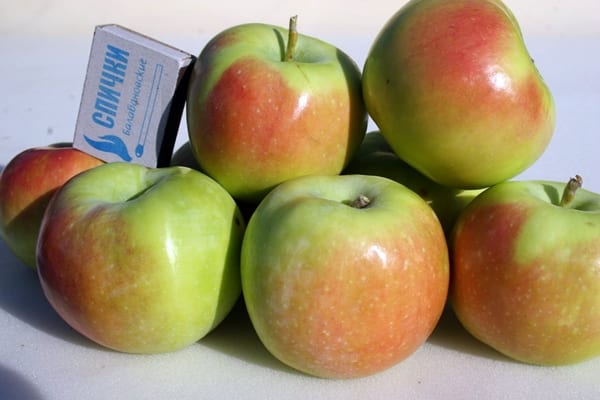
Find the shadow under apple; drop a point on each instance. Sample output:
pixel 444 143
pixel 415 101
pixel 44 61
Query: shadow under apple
pixel 235 336
pixel 21 296
pixel 450 334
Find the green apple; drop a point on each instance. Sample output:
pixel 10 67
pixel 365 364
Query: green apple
pixel 26 185
pixel 344 276
pixel 526 277
pixel 141 260
pixel 453 89
pixel 376 157
pixel 266 104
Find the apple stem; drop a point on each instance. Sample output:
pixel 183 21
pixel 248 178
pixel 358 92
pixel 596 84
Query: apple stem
pixel 570 188
pixel 292 39
pixel 360 202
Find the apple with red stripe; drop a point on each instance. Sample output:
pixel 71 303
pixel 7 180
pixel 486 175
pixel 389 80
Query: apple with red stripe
pixel 266 104
pixel 453 89
pixel 526 271
pixel 344 276
pixel 141 260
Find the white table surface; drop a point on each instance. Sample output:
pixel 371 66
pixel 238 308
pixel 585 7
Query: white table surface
pixel 42 358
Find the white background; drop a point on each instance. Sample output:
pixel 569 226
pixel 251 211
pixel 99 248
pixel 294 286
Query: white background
pixel 44 46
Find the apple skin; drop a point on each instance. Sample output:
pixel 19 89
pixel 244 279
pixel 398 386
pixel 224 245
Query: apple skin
pixel 255 121
pixel 184 157
pixel 376 157
pixel 337 291
pixel 525 275
pixel 451 86
pixel 141 260
pixel 26 185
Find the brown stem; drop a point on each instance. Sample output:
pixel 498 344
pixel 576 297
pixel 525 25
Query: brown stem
pixel 360 202
pixel 570 188
pixel 292 39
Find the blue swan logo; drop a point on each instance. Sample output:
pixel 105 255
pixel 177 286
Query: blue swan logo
pixel 110 144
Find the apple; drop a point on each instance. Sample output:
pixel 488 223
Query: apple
pixel 453 89
pixel 141 260
pixel 376 157
pixel 26 185
pixel 184 157
pixel 525 271
pixel 343 276
pixel 260 111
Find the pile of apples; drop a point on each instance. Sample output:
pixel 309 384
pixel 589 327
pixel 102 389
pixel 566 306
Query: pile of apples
pixel 345 246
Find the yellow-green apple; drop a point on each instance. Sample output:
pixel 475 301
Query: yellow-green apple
pixel 344 276
pixel 261 110
pixel 453 89
pixel 141 260
pixel 376 157
pixel 26 185
pixel 525 271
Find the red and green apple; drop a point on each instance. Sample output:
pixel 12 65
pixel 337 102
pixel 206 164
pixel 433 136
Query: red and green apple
pixel 344 276
pixel 266 104
pixel 141 260
pixel 526 271
pixel 453 89
pixel 26 185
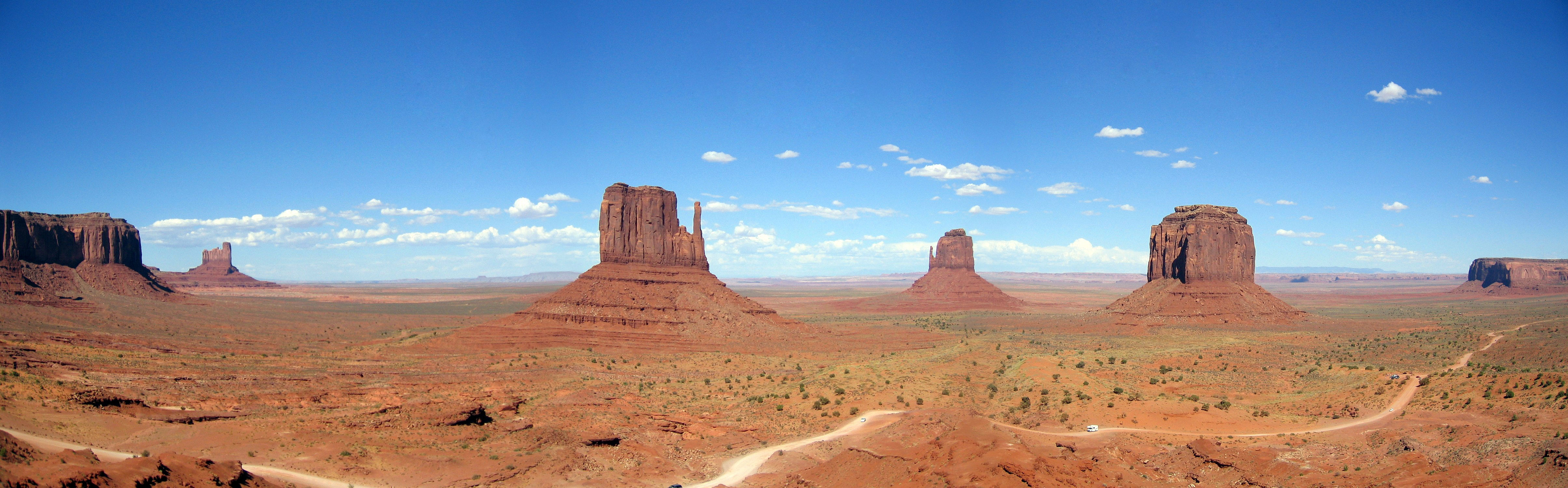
____
_What is being asked_. Reproduce every one of the rows above word for word, leaving out the pictures.

_The solution_.
Find the shadow under apple; drop a point on each instance. Sample output:
pixel 444 143
pixel 415 101
pixel 44 61
Query: shadow under apple
pixel 235 336
pixel 21 296
pixel 450 334
Find the green apple; drop a point on each instance. Sample output:
pixel 10 67
pixel 365 364
Query: green apple
pixel 26 185
pixel 344 276
pixel 526 277
pixel 141 260
pixel 453 89
pixel 376 157
pixel 266 104
Find the apple stem; drop a point on each instance. Sample output:
pixel 183 21
pixel 248 178
pixel 358 92
pixel 596 84
Query: apple stem
pixel 570 188
pixel 292 39
pixel 360 202
Find the apple with red stripe; drop a point on each instance. Sample output:
pixel 71 303
pixel 7 180
pixel 486 175
pixel 389 80
Query: apple with red stripe
pixel 266 104
pixel 453 89
pixel 526 271
pixel 344 276
pixel 141 260
Find the white table surface; drop a point on each instance. Sample output:
pixel 371 66
pixel 238 308
pixel 585 7
Query: white table surface
pixel 42 358
Find the white background; drop a point on each instance. Sample output:
pixel 569 226
pixel 251 211
pixel 99 248
pixel 294 286
Query: white background
pixel 44 46
Find the apple skin; drop a point on each instance. Sample output:
pixel 19 89
pixel 244 279
pixel 398 386
pixel 224 245
Query: apple skin
pixel 255 121
pixel 184 157
pixel 376 157
pixel 337 291
pixel 525 275
pixel 451 86
pixel 141 260
pixel 26 185
Find the brown stem; drop a point on each instance. Sample output:
pixel 498 344
pixel 576 297
pixel 525 25
Query: brown stem
pixel 360 202
pixel 570 188
pixel 292 39
Find the blue swan logo; drop a point on each instance. Sample output:
pixel 105 255
pixel 177 286
Query: blue swan logo
pixel 110 144
Find the apple; drop a point on each instance. Sample output:
pixel 488 223
Query: apple
pixel 453 89
pixel 141 260
pixel 376 157
pixel 26 185
pixel 184 157
pixel 525 271
pixel 343 276
pixel 260 111
Find the pile of apples; drop a point on each instance. Sample output:
pixel 309 384
pixel 589 327
pixel 102 389
pixel 566 306
Query: pile of apples
pixel 345 246
Find the yellow-green apple; drop a point on each instance. Sample output:
pixel 475 301
Query: yellow-green apple
pixel 344 276
pixel 261 110
pixel 453 89
pixel 141 260
pixel 376 157
pixel 26 185
pixel 525 271
Find the red and green apple; drop a point on each instance. Sample output:
pixel 12 65
pixel 337 102
pixel 206 164
pixel 433 136
Query: red and green apple
pixel 344 276
pixel 266 104
pixel 141 260
pixel 526 271
pixel 453 89
pixel 26 185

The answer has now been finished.